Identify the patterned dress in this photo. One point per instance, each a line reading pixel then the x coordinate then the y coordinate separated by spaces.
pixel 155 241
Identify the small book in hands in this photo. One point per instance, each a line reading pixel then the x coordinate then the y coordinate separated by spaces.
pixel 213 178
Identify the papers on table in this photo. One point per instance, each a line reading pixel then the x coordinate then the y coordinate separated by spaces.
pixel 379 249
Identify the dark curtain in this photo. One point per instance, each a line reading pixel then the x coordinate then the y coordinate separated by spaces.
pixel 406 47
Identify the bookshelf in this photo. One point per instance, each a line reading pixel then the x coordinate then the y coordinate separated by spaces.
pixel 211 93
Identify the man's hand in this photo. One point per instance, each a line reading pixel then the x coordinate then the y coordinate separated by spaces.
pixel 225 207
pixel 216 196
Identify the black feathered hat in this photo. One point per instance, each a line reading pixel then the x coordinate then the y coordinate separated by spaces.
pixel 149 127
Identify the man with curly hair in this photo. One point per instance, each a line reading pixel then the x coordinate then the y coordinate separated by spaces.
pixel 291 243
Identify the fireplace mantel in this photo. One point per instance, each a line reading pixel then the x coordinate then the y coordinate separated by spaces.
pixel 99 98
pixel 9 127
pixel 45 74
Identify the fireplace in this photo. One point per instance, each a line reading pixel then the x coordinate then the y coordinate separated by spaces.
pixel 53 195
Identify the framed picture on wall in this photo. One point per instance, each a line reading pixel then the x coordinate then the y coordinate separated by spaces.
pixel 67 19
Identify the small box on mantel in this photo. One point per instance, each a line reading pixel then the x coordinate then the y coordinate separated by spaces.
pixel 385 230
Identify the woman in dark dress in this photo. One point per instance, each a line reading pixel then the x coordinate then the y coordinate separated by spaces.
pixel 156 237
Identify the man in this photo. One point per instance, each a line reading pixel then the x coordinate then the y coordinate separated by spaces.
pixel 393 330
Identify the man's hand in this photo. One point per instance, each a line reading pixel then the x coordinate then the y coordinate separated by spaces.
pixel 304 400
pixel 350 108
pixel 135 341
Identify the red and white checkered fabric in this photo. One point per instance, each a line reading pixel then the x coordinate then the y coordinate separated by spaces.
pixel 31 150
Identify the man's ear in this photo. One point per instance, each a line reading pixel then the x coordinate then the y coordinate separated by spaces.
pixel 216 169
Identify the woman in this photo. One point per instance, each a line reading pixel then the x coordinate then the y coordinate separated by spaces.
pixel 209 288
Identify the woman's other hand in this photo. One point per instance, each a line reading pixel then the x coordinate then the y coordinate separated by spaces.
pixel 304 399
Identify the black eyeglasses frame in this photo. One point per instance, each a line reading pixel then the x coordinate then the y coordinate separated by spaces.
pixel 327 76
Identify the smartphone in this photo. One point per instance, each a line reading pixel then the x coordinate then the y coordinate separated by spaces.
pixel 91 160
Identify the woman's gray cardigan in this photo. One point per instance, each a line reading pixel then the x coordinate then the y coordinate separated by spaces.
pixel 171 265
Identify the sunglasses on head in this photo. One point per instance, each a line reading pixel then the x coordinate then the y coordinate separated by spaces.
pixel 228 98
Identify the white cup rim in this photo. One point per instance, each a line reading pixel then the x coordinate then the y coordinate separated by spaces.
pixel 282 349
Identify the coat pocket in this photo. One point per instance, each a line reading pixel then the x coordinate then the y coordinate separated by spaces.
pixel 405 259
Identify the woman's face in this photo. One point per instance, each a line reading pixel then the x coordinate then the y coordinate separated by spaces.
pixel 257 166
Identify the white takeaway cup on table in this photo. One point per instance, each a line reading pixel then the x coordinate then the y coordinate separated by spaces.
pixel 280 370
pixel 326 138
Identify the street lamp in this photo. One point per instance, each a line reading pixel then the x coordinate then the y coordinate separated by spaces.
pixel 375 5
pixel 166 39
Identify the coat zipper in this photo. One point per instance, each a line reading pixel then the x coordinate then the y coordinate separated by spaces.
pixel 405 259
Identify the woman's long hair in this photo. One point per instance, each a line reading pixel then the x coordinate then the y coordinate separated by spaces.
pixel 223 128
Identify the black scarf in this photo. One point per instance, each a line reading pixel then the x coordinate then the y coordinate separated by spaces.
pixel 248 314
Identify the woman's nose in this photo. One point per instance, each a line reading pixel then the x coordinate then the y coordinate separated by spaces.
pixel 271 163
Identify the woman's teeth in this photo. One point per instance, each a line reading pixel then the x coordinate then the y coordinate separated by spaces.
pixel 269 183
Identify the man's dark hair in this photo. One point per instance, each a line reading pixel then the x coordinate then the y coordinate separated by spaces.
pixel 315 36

◆ WHAT TO WORK ON
Put every line of the material above into a JSON list of strings, with one string per line and any blank lines left out.

◆ OUTPUT FOR THIS EXERCISE
[
  "Identify the patterned dress in this photo. One point per instance, each a line reading pixel then the x coordinate then the y coordinate separated by spaces.",
  "pixel 155 241",
  "Identify the small book in hands in this photo. One point per instance, each a line reading pixel then the x coordinate then the y coordinate separated by spaces.",
  "pixel 213 178",
  "Identify the papers on table in this photo. One point per instance, each a line reading pixel then the x coordinate then the y coordinate separated by spaces.",
  "pixel 379 249",
  "Identify the dark curtain in this photo. One point per instance, each a line reading pixel then the x coordinate then the y coordinate separated by spaces.",
  "pixel 406 47",
  "Identify the bookshelf in this photo. One point per instance, each a line reading pixel then the x coordinate then the y coordinate separated by spaces.",
  "pixel 211 93",
  "Identify the man's hand in this photo. One point per instance, each a line reading pixel then the x coordinate then the y coordinate separated by spaces.",
  "pixel 225 207",
  "pixel 216 196",
  "Identify the black feathered hat in this photo. One point per instance, each a line reading pixel then the x coordinate then the y coordinate separated by spaces.",
  "pixel 149 127",
  "Identify the man with curly hair in this photo. One point per instance, each a line reading pixel then the x coordinate then the y coordinate separated by spaces.",
  "pixel 291 243",
  "Identify the fireplace mantel in this photo. One point per instance, each a line reading pixel then the x coordinate then the y coordinate separated by spaces.",
  "pixel 99 98",
  "pixel 9 127",
  "pixel 45 74",
  "Identify the fireplace in this photo. One point per instance, each a line reading pixel then the x coordinate then the y coordinate separated by spaces.",
  "pixel 53 195",
  "Identify the framed picture on wall in this photo. One point per instance, each a line reading pixel then the x coordinate then the y coordinate separated by spaces.",
  "pixel 67 19",
  "Identify the small box on mantel in this photo. One point per instance, each a line reading pixel then the x coordinate then the y coordinate separated by spaces.",
  "pixel 385 230",
  "Identify the woman in dark dress in this photo. One point per instance, each a line reading pixel then the x coordinate then the y coordinate separated by spaces.",
  "pixel 156 237",
  "Identify the man in this photo. One point per instance, each a line reading pixel then the x coordinate then the y coordinate separated by spaces.",
  "pixel 393 330",
  "Identify the man's hand in this photo. One point per instance, each a line reading pixel then the x coordinate then the y coordinate separated by spaces.",
  "pixel 304 400",
  "pixel 350 108",
  "pixel 135 341",
  "Identify the red and white checkered fabric in this photo. One point per instance, each a line reading pixel then the x coordinate then the y coordinate separated by spaces.",
  "pixel 31 150",
  "Identify the man's ear in this photo. One point per instance, each a line reading pixel then the x coordinate then the y coordinate separated by spaces.",
  "pixel 216 169",
  "Identify the woman in this photo. One point per instance, each a line reading pixel then the x coordinate then the y coordinate separated by spaces.",
  "pixel 209 288",
  "Identify the woman's other hand in this photo. One point per instance, each a line reading pixel then the x coordinate then the y coordinate separated by spaces.",
  "pixel 304 399",
  "Identify the black eyeglasses frame in this photo. One point per instance, each a line reading pixel then the x coordinate then the y coordinate separated by spaces.",
  "pixel 327 76",
  "Identify the smartphone in this photo. One point per instance, each a line reading pixel then the x coordinate then the y coordinate separated by spaces.",
  "pixel 91 160",
  "Identify the woman's gray cardigan in this photo. One point per instance, each a line reading pixel then the x coordinate then the y coordinate separated by spaces.",
  "pixel 171 265",
  "Identify the sunglasses on head in this photo. One point per instance, each a line reading pixel then the x coordinate then the y coordinate separated by spaces.",
  "pixel 228 98",
  "Identify the white cup rim in this photo. One point per instance, each a line reading pixel then the x coordinate then the y coordinate separated by spaces.",
  "pixel 282 349",
  "Identify the coat pocket in this photo. One point per instance, each a line reading pixel then the x coordinate then the y coordinate separated by spaces.",
  "pixel 405 259",
  "Identify the woman's face in this photo. One point per instance, each a line reading pixel then the x coordinate then the y coordinate separated by spaces.",
  "pixel 257 166",
  "Identify the white takeaway cup on table in this photo. One point per instance, each a line reading pixel then the x coordinate then the y coordinate separated by spaces.",
  "pixel 280 370",
  "pixel 326 138",
  "Identify the street lamp in this photo. One point per instance, each a line reading pixel then the x coordinate then the y coordinate separated by spaces.",
  "pixel 375 5",
  "pixel 166 39",
  "Identify the coat zipper in this photo. One point per instance, each a line reading pixel then the x coordinate then the y coordinate separated by spaces.",
  "pixel 405 259",
  "Identify the woman's long hair in this photo. One point per instance, each a line reading pixel then the x coordinate then the y coordinate separated by spaces.",
  "pixel 223 128",
  "Identify the black scarf in this photo. One point per instance, each a line reading pixel then the x coordinate then the y coordinate separated by spaces.",
  "pixel 248 314",
  "Identify the woman's nose in this photo. One point per instance, each a line reading pixel then the x coordinate then the y coordinate separated by spaces.",
  "pixel 271 163",
  "Identify the woman's teeth in this photo. One point per instance, each a line reading pixel then the x coordinate then the y coordinate separated by spaces.",
  "pixel 269 183",
  "Identify the man's dark hair in this photo. One point per instance, each a line reading pixel then the x coordinate then the y coordinate separated by spaces.",
  "pixel 315 36"
]